§ GOAL
Rewrite only the lines from the one containing "Task: locate the yellow" through the one containing "26;183;116;225", both included, as a Markdown table with the columns Row and Text. Give each line its row number, and leave out blank lines and pictures.
+ + +
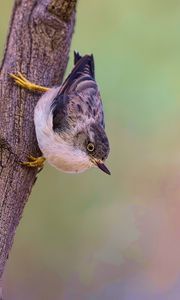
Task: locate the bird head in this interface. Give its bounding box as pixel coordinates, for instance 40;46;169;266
74;124;111;175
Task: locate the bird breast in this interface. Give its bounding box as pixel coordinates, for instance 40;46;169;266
34;87;92;173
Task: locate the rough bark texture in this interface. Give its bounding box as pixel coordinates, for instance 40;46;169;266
0;0;77;276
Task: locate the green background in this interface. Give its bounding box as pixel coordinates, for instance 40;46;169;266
0;0;180;300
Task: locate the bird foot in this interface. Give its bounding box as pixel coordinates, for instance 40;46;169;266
9;72;49;92
20;155;46;168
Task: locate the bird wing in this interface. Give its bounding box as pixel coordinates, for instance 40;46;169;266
52;52;104;131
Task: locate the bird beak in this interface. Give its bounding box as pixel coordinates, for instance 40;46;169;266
92;158;111;175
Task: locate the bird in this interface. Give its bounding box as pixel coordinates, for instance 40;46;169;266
10;52;111;175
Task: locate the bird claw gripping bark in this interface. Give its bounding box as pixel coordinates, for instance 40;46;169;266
9;72;49;92
20;155;46;168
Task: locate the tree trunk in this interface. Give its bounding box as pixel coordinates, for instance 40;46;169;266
0;0;77;277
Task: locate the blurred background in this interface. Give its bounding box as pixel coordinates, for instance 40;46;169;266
0;0;180;300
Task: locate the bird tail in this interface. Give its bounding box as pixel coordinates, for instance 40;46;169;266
60;52;95;93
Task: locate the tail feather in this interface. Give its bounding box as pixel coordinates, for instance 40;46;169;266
60;52;95;93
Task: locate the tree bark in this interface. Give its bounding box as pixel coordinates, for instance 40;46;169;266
0;0;77;277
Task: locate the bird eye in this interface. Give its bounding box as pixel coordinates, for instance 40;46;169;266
87;143;94;152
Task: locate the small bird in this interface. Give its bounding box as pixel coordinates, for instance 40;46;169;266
10;52;111;175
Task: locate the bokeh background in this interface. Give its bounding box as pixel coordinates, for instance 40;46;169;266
0;0;180;300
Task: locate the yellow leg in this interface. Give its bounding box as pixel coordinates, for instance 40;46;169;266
20;155;46;168
9;72;50;92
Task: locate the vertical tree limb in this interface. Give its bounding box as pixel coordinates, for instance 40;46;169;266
0;0;77;276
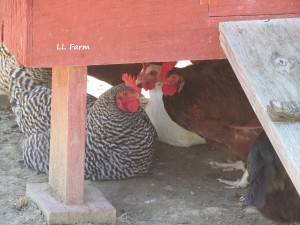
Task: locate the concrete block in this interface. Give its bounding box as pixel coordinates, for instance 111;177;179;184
26;183;116;225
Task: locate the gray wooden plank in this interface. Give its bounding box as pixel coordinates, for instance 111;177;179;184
220;18;300;193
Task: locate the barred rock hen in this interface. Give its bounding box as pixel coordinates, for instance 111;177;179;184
241;132;300;223
0;43;52;94
139;60;262;186
85;74;157;181
9;68;96;172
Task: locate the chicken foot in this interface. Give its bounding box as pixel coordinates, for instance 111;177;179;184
208;161;246;172
208;161;249;189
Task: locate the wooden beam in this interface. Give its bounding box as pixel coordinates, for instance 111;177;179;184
49;67;87;204
220;18;300;193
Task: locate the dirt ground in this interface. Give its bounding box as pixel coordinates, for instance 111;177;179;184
0;107;290;225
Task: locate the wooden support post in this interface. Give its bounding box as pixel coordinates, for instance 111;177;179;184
49;67;87;204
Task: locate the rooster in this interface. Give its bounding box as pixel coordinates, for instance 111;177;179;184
137;64;205;147
137;60;262;187
241;132;300;223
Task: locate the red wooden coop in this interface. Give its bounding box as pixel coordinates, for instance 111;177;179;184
0;0;300;224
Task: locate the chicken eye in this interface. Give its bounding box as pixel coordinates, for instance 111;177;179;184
150;70;157;76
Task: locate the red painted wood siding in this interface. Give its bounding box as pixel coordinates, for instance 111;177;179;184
0;0;300;67
209;0;300;16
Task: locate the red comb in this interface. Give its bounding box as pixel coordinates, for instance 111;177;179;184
122;73;141;93
159;62;177;80
142;63;150;73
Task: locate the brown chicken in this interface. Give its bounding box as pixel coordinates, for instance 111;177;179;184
241;132;300;223
137;60;262;188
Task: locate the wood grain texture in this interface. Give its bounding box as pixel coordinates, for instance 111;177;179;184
49;67;87;204
1;0;33;65
220;18;300;193
209;0;300;16
0;0;300;67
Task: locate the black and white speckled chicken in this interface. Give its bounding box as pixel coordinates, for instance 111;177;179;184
241;132;300;223
85;75;158;181
0;43;52;94
10;69;157;180
9;68;96;172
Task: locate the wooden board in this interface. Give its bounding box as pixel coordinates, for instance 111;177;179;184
49;67;87;204
220;18;300;193
0;0;300;67
209;0;300;16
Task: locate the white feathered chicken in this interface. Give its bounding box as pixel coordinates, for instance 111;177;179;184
137;64;205;147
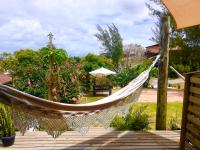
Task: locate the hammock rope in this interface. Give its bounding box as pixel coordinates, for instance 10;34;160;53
0;55;160;138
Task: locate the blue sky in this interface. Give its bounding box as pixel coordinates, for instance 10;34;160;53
0;0;155;56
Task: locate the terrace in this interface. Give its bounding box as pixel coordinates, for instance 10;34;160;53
0;128;180;150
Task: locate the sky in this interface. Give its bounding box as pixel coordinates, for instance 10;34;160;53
0;0;155;56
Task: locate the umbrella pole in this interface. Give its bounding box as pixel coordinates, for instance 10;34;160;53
156;16;170;130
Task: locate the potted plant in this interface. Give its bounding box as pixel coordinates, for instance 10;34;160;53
0;104;15;146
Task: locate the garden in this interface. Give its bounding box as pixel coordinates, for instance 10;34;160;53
0;2;200;145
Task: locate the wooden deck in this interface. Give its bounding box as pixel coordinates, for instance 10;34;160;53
0;128;180;150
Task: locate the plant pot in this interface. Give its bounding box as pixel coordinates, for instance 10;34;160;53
1;136;15;146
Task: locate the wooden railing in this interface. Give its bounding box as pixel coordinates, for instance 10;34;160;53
180;72;200;150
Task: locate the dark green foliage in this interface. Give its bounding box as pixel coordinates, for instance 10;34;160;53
169;48;200;73
0;104;15;137
111;105;150;131
60;59;80;103
0;48;80;103
95;77;113;87
169;118;181;130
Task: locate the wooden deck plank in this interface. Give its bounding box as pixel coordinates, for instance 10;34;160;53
0;128;180;150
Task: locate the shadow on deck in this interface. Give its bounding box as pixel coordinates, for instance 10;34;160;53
0;128;180;150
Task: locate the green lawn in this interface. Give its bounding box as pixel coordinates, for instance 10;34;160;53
80;94;182;129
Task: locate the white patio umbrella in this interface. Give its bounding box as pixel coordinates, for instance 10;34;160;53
162;0;200;29
89;67;116;76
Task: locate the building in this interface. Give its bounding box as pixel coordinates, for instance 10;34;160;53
145;44;181;58
0;73;12;84
145;44;160;58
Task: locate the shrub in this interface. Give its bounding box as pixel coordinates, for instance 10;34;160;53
95;77;112;86
169;118;180;130
0;104;15;137
111;105;150;131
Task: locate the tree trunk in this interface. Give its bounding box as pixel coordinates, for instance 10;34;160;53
156;16;170;130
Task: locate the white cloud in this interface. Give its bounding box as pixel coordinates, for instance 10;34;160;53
0;0;154;55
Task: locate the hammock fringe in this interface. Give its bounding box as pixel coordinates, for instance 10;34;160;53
0;56;159;138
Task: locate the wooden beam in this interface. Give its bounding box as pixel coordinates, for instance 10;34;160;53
156;16;170;130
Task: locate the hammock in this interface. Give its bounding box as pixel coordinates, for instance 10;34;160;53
0;56;159;138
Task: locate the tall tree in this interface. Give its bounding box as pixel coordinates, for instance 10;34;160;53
47;33;67;101
95;24;123;70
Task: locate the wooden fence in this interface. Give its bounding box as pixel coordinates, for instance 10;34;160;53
180;72;200;150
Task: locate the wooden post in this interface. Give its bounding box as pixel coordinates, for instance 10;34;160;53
156;16;170;130
180;74;191;149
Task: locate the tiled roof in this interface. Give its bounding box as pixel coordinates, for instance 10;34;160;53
0;74;11;84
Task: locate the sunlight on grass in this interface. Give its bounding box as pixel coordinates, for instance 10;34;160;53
132;102;183;129
80;88;120;104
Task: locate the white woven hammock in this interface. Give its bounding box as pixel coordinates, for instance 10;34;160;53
0;56;159;138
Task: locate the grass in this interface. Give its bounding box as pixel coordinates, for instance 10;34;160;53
132;102;182;129
80;89;182;130
80;88;120;104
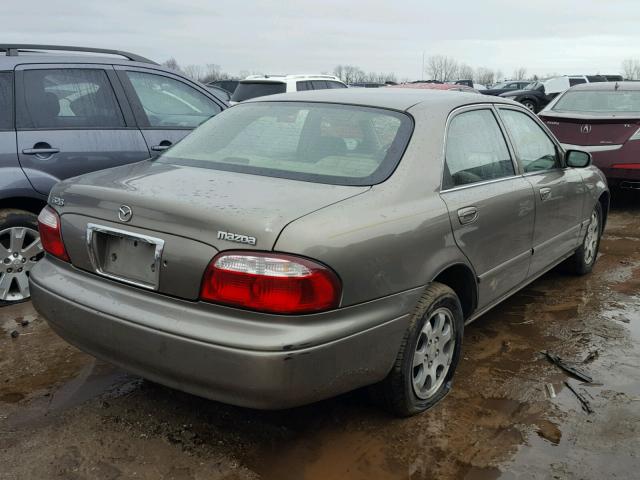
+ + +
§ TASK OUTPUT
| Row | Text |
|---|---|
| 1 | Task: locate the yellow leg in this interface. Give its bounding box as pixel coordinates, for instance 40;46;169;266 |
| 2 | 20;155;46;168 |
| 3 | 9;72;50;92 |
| 4 | Task: locate the vertical tree limb in this interface. Give its bounding box as pixel coordinates, for instance 40;46;169;266 |
| 5 | 0;0;77;276 |
| 6 | Task: locate the concrete block in this interface. Give its bounding box as pixel coordinates, for instance 111;177;179;184 |
| 7 | 26;183;116;225 |